▸ **指示 1**:
経営者の役割に関する文章を読み、次の問いに答えてください。
(a) このコラムが対象としているのは誰ですか。
(b) 筆者が3つの役割を経営者の役割として示した理由は何ですか。
(c) 組織を大きな船にたとえた説明では、経営者は何になるとされていますか。
▸ **指示 2**:
経営者の役割に関する文章のうち、「本コラムは、福祉・介護業界の」を含む語句で始まり「えが効かない役割だからです。」で終わる部分を、一字一句違えずに書き写してください。

▸ **本文**:
■ ■ ■ ■
本コラムは、福祉・介護業界の経営者、もしくは経営者候補(2代目や施設長など)を対象にしています。自らが経営する会社や施設、団体を持続させ、さらには成長・発展させるために何から取り組めばよいかについて考えていきましょう。

経営者の役割

はじめに質問です。経営者の役割は何でしょうか?

様々なお答えがあるかと思います。ここでは、下記の3つを経営者の役割として示します。その理由は、経営者にしかできず替えが効かない役割だからです。

①夢のある中長期のゴール設定

②経営資源の配分

③従業員の後押し

それでは、ひとつずつ考えていきましょう。

①夢のある中長期のゴール設定

「入所者や利用者の満足度を高める」といった目標も高いゴール設定だと考えます。しかし、このような目先のゴールではなく、経営者は夢のある中長期のゴールを設定しなければなりません。たとえば、ゴールに到達した暁には、どのような状態になっているかを考えていただくとよいと思います。仲間の協力を得ながらゴールを達成するために、夢のある中長期のゴール設定を行うのは経営者の役割です。

その理由は、経営者が船長となり、多くの仲間の協力を得ながら、目標地点(ゴール)に向かうことが求められるためです。組織という大きな船に乗りこみ目標地点に向かうためには、乗組員である仲間に「誰と、何を目的に、いつまでに、なぜ到着したいのか」などが共有されていなければなりません。目標地点がはっきりしており、乗組員も船長の考えに共感した場合に、船長と協力し目標地点に進んで行こうと思っていただけます。
■ ■ ■ ■
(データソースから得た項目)

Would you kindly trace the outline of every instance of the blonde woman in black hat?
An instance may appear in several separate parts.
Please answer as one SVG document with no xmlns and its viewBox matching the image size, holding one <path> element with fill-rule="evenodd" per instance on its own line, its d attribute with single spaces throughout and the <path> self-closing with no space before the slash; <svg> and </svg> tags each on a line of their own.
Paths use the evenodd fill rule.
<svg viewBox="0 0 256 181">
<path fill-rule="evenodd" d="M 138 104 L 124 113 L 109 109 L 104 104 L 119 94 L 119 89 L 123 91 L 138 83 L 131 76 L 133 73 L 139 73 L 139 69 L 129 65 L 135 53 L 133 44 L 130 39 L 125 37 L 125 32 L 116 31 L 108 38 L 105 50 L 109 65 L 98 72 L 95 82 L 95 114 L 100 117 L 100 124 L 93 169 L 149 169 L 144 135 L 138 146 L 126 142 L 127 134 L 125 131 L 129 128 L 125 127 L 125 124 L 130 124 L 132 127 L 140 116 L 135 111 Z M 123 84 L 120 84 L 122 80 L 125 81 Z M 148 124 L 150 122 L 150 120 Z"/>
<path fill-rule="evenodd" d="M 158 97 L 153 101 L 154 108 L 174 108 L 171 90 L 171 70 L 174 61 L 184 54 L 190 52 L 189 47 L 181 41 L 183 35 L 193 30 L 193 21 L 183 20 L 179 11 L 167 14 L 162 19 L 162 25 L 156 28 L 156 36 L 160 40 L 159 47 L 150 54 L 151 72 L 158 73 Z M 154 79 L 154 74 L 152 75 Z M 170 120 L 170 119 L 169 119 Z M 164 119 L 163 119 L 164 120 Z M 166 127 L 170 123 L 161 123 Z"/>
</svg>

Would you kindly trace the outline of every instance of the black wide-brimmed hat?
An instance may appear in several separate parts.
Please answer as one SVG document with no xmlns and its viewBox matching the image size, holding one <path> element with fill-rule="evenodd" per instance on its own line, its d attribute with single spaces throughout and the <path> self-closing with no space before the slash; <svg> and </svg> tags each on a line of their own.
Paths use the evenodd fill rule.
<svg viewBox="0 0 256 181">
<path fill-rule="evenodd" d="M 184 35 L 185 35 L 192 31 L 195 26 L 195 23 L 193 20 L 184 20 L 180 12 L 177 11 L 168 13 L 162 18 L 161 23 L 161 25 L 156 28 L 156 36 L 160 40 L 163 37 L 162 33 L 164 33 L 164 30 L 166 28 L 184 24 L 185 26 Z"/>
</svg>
■ ■ ■ ■
▸ **模範解答 1**:
(a) 福祉・介護業界の経営者、もしくは経営者候補(2代目や施設長など)です。
(b) 経営者にしかできず替えが効かない役割だからです。
(c) 船長です。

▸ **模範解答 2**:
本コラムは、福祉・介護業界の経営者、もしくは経営者候補(2代目や施設長など)を対象にしています。自らが経営する会社や施設、団体を持続させ、さらには成長・発展させるために何から取り組めばよいかについて考えていきましょう。

経営者の役割

はじめに質問です。経営者の役割は何でしょうか?

様々なお答えがあるかと思います。ここでは、下記の3つを経営者の役割として示します。その理由は、経営者にしかできず替えが効かない役割だからです。